### What the task requires
Recast every line of the items below as a JSON list of strings, one string per line, leaving out blank lines.
======== Source data
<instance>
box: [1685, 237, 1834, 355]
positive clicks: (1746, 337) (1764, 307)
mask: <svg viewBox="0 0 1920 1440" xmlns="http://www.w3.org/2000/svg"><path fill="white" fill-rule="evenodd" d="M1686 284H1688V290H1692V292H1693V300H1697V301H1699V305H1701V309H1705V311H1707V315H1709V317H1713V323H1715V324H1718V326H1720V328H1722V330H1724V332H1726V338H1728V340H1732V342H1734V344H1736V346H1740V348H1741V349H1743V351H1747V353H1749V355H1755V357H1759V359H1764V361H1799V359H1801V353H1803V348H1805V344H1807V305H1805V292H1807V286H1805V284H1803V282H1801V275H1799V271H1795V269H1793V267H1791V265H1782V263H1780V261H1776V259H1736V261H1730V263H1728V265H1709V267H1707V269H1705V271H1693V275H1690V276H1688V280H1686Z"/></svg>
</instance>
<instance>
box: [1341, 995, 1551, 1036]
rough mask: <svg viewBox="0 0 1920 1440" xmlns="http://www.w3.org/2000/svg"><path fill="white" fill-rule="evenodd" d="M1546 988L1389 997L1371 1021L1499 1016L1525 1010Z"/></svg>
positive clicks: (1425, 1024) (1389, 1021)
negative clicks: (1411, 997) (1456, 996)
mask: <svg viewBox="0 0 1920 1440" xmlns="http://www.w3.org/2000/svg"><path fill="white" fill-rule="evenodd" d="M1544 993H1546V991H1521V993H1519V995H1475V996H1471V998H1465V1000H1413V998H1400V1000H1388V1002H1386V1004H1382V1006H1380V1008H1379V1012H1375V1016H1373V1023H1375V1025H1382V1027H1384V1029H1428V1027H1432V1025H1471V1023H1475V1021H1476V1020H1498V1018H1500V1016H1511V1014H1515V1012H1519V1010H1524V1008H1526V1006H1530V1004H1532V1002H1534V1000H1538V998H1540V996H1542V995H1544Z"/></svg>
================
### Exercise result
[
  "<instance>",
  "box: [1685, 237, 1834, 355]",
  "positive clicks: (1746, 337) (1764, 307)",
  "mask: <svg viewBox=\"0 0 1920 1440\" xmlns=\"http://www.w3.org/2000/svg\"><path fill=\"white\" fill-rule=\"evenodd\" d=\"M1686 284H1688V290H1692V292H1693V300H1697V301H1699V305H1701V309H1705V311H1707V315H1709V317H1713V323H1715V324H1718V326H1720V328H1722V330H1724V332H1726V338H1728V340H1732V342H1734V344H1736V346H1740V348H1741V349H1743V351H1747V353H1749V355H1755V357H1759V359H1764V361H1799V359H1801V353H1803V348H1805V344H1807V305H1805V292H1807V286H1805V284H1803V282H1801V275H1799V271H1795V269H1793V267H1791V265H1782V263H1780V261H1776V259H1736V261H1730V263H1728V265H1709V267H1707V269H1705V271H1693V275H1690V276H1688V280H1686Z\"/></svg>",
  "</instance>",
  "<instance>",
  "box: [1341, 995, 1551, 1036]",
  "rough mask: <svg viewBox=\"0 0 1920 1440\" xmlns=\"http://www.w3.org/2000/svg\"><path fill=\"white\" fill-rule=\"evenodd\" d=\"M1546 988L1389 997L1371 1021L1499 1016L1525 1010Z\"/></svg>",
  "positive clicks: (1425, 1024) (1389, 1021)",
  "negative clicks: (1411, 997) (1456, 996)",
  "mask: <svg viewBox=\"0 0 1920 1440\" xmlns=\"http://www.w3.org/2000/svg\"><path fill=\"white\" fill-rule=\"evenodd\" d=\"M1544 993H1546V991H1521V993H1519V995H1475V996H1471V998H1465V1000H1413V998H1400V1000H1388V1002H1386V1004H1382V1006H1380V1008H1379V1012H1375V1016H1373V1023H1375V1025H1382V1027H1384V1029H1428V1027H1432V1025H1471V1023H1475V1021H1476V1020H1498V1018H1500V1016H1511V1014H1515V1012H1519V1010H1524V1008H1526V1006H1530V1004H1532V1002H1534V1000H1538V998H1540V996H1542V995H1544Z\"/></svg>"
]